··· Source passage

I took the prettiest – and most pleasantly surprising – hike I’ve ever taken in Edwards this weekend.  I hiked up the Stag Gulch trail in Cordillera with a friend expecting nice views and a good workout from a trail that I’ve traversed a couple of times previously, but with no idea of just how gorgeous it would be.

Stag Gulch Trail

We set off around 1:30 p.m., so it was hot and sunny and we were anxious to get beneath the shade of the aspens.  Even so, the bottom part of the trail was pretty with small wildflowers blooming along the sides.

Stag Gulch Wildflowers

We found some sweet relief in the shade, and then hung a right at the T onto the Stag Gulch Trail. (or the nameless, hacked-off trail)

Stag Gulch Sign

Stag Gulch is a lot more scenic than the portion of Squaw Creek that I’ve hiked, so definitely bear right at this junction.  A little farther along the trail, we emerged into a clearing to the most glorious surprise – a meadow full of wildflowers!

······
··· Data segment

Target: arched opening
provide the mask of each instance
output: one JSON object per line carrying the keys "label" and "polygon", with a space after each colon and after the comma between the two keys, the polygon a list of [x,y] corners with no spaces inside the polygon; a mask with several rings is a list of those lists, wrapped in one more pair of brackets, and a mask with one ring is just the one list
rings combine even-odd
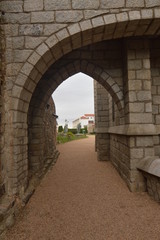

······

To do:
1 - In the hike account, around what time did the hikers set off?
2 - Rewrite the paragraph of the hike account that begins "Stag Gulch is a lot more scenic" more briefly, keeping its main facts.
The listing is not needed here.

Exercise results:
1 - Around 1:30 p.m.

2 - Stag Gulch is more scenic than the part of Squaw Creek the writer has hiked, so bear right at the junction. Farther along, the trail opens into a clearing with a meadow full of wildflowers.